**Task prompt:**
Answer these questions using the article about Mark Mazower below:
1. At which university does Mazower teach?
2. Which publication chose his book "The Greek Revolution: 1821 and the Making of Modern Europe" as one of the top history books of 2021?
3. What prize did "Salonica City of Ghosts" receive in 2005?

**Document excerpt:**
--

Prominent British historian and award-winning author Mark Mazower, was officially sworn in as a Greek citizen on Monday, in recognition of his “promotion of Greece, its long history and its culture to the international general public.” The Ira D. Wallach Professor of History at Columbia University in New York City specializes in Balkan and Greek history, and has written a number of books focusing on events in Greece during the 20th century.

These include the titles “Inside Hitler’s Greece: The Experience of Occupation, 1941-44“, “After the War was Over: Reconstructing Family, Nation and State in Greece, 1943-1960“, “Dark Continent: Europe’s 20th Century“, “The Balkans”. His latest book, “The Greek Revolution: 1821 and the Making of Modern Europe” is an important new history of Europe’s first national uprising, the Greek War of Independence and has been chosen as one of the top history books of 2021 by The Economist

Among his award-winning books on Greece are also “Salonica City of Ghosts: Christians, Muslims and Jews, 1430-1950” which received the Duff Cooper Prize in 2005, while he has received both the LA Times Book Prize for History and the Trilling Award in 2009 for his work “Hitler’s Empire: Nazi Rule in Occupied Europe“.

--

**Entries supplied:**
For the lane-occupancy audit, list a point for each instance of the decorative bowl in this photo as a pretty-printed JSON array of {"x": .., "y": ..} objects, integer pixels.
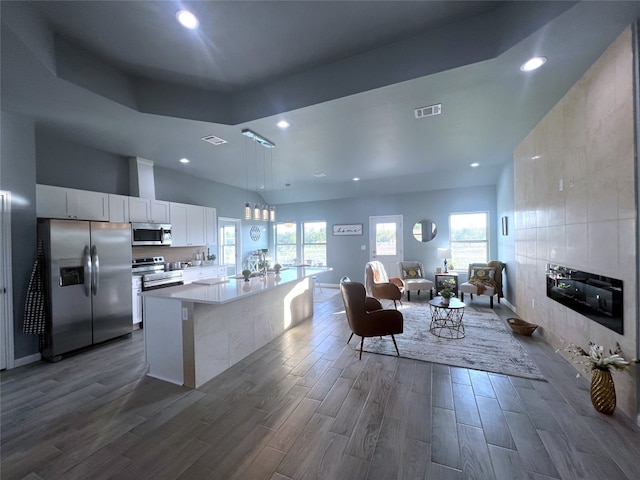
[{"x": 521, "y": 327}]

--

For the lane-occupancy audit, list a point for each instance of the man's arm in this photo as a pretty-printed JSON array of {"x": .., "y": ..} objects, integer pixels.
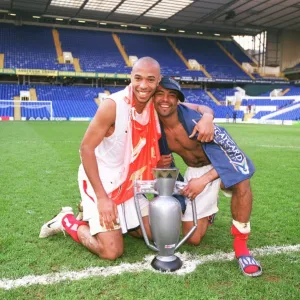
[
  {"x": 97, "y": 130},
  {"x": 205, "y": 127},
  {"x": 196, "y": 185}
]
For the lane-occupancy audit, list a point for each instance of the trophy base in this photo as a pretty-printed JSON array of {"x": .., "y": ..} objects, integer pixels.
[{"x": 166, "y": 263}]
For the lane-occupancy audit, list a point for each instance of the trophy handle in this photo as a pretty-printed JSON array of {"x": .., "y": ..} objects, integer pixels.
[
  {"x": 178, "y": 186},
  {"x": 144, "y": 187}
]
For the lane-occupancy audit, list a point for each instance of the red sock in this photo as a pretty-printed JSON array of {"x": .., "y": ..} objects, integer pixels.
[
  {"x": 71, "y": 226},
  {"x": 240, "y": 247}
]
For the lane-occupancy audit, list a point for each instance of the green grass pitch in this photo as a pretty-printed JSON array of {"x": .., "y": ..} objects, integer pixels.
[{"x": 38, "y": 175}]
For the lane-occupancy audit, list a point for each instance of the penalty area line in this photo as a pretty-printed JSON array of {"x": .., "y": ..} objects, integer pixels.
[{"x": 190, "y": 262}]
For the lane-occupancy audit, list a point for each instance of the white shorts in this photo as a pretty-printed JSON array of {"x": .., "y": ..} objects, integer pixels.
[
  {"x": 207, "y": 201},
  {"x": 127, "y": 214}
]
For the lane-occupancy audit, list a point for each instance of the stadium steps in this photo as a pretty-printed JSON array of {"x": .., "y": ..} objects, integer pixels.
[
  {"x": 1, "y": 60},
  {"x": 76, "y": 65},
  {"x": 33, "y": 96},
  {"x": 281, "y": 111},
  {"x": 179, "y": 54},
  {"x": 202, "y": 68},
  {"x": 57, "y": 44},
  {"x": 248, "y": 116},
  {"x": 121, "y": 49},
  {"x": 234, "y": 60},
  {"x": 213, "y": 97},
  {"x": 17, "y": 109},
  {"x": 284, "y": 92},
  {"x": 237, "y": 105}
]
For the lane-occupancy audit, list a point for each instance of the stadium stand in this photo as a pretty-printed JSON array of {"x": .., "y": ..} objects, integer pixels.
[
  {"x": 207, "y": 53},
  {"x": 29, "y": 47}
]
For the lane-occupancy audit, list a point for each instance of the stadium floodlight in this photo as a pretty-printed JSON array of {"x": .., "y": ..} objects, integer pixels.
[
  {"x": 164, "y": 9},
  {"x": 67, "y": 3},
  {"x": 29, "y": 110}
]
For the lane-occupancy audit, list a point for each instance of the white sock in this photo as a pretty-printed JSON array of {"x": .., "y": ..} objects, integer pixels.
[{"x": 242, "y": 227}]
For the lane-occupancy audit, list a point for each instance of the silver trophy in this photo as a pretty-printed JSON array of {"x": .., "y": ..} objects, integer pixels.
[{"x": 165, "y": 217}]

--

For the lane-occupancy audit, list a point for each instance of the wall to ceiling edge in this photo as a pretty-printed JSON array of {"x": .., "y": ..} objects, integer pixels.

--

**Task solution:**
1. Columbia University in New York City
2. The Economist
3. The Duff Cooper Prize